*** DATA FOR REVIEW ***
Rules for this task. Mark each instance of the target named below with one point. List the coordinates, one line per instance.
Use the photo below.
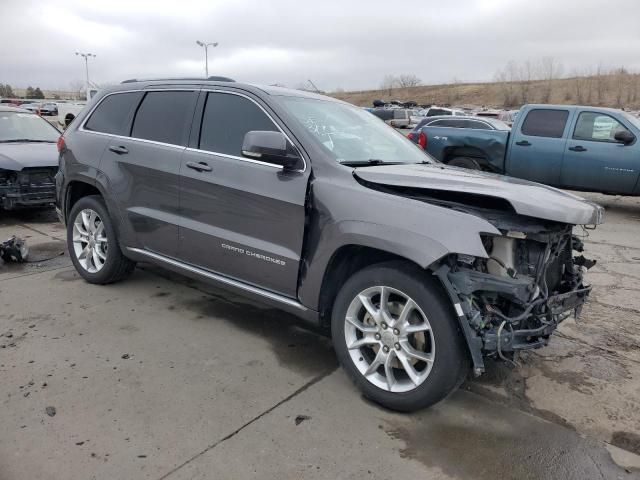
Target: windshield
(497, 124)
(17, 126)
(351, 135)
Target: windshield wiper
(26, 140)
(371, 161)
(375, 161)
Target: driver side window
(597, 127)
(226, 119)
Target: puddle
(469, 437)
(627, 441)
(67, 276)
(31, 215)
(296, 348)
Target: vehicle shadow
(28, 215)
(296, 346)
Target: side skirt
(270, 298)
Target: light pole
(206, 54)
(86, 68)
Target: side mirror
(271, 147)
(624, 136)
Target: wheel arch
(75, 190)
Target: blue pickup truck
(573, 147)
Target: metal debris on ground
(301, 418)
(14, 250)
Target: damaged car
(28, 159)
(419, 271)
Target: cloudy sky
(336, 43)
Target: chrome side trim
(222, 279)
(234, 157)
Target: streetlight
(206, 54)
(86, 67)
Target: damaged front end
(513, 300)
(29, 187)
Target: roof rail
(211, 78)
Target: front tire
(93, 243)
(395, 334)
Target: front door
(144, 168)
(537, 147)
(594, 160)
(240, 217)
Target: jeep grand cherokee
(417, 270)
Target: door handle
(119, 149)
(199, 166)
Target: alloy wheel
(90, 240)
(389, 339)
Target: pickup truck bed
(573, 147)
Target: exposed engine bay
(531, 280)
(28, 187)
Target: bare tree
(600, 83)
(506, 79)
(579, 81)
(550, 69)
(619, 76)
(453, 92)
(407, 80)
(525, 76)
(633, 87)
(389, 82)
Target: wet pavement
(163, 377)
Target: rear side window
(112, 114)
(226, 120)
(477, 125)
(164, 117)
(597, 127)
(545, 123)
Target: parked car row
(581, 148)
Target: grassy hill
(613, 90)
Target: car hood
(16, 156)
(526, 198)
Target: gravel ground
(162, 377)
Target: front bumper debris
(559, 307)
(28, 188)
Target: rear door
(240, 217)
(143, 167)
(537, 147)
(594, 160)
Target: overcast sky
(336, 43)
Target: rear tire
(93, 244)
(465, 162)
(375, 349)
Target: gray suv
(417, 270)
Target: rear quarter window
(113, 112)
(545, 123)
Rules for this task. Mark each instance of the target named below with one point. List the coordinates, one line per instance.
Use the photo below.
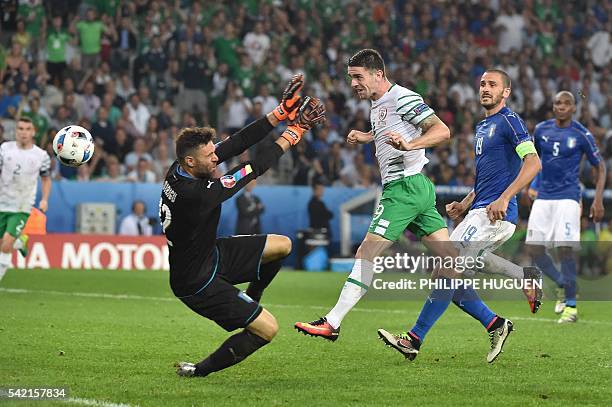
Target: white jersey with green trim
(399, 110)
(19, 172)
*** End of DATA FOR REVIEW ***
__REQUIREMENT__: Your task is to repeat only the lines from the line containing "Target: streetlight" through the final line of the material, inclusive; do not include pictures.

__TASK RESULT__:
Target: streetlight
(206, 54)
(86, 67)
Target: damaged front end
(513, 300)
(29, 187)
Target: roof rail
(211, 78)
Target: front tire
(93, 243)
(395, 334)
Target: front door
(144, 168)
(537, 147)
(594, 160)
(240, 217)
Target: jeep grand cherokee
(417, 270)
Target: door handle
(119, 149)
(199, 166)
Target: alloy wheel
(90, 240)
(389, 339)
Target: pickup truck bed
(573, 147)
Target: exposed engine bay
(531, 280)
(28, 187)
Target: bare tree
(600, 83)
(506, 79)
(579, 81)
(550, 69)
(619, 76)
(453, 92)
(407, 80)
(525, 76)
(633, 87)
(389, 82)
Target: wet pavement
(163, 377)
Target: rear side window
(112, 114)
(226, 120)
(477, 125)
(164, 117)
(597, 127)
(545, 123)
Target: parked car row
(581, 148)
Target: grassy hill
(613, 90)
Target: car hood
(16, 156)
(526, 198)
Target: gravel ground
(162, 377)
Target: front bumper debris
(559, 307)
(28, 188)
Target: rear door
(240, 217)
(143, 167)
(537, 147)
(594, 160)
Target: overcast sky
(336, 43)
Target: rear tire
(93, 244)
(465, 162)
(375, 349)
Target: gray suv
(417, 270)
Target: rear quarter window
(113, 112)
(545, 123)
Rules for this task. Mark each instance of the target named below with one point. List the coordinates, one line per instance.
Use the photo below.
Target: white jersey with green trim
(399, 110)
(19, 172)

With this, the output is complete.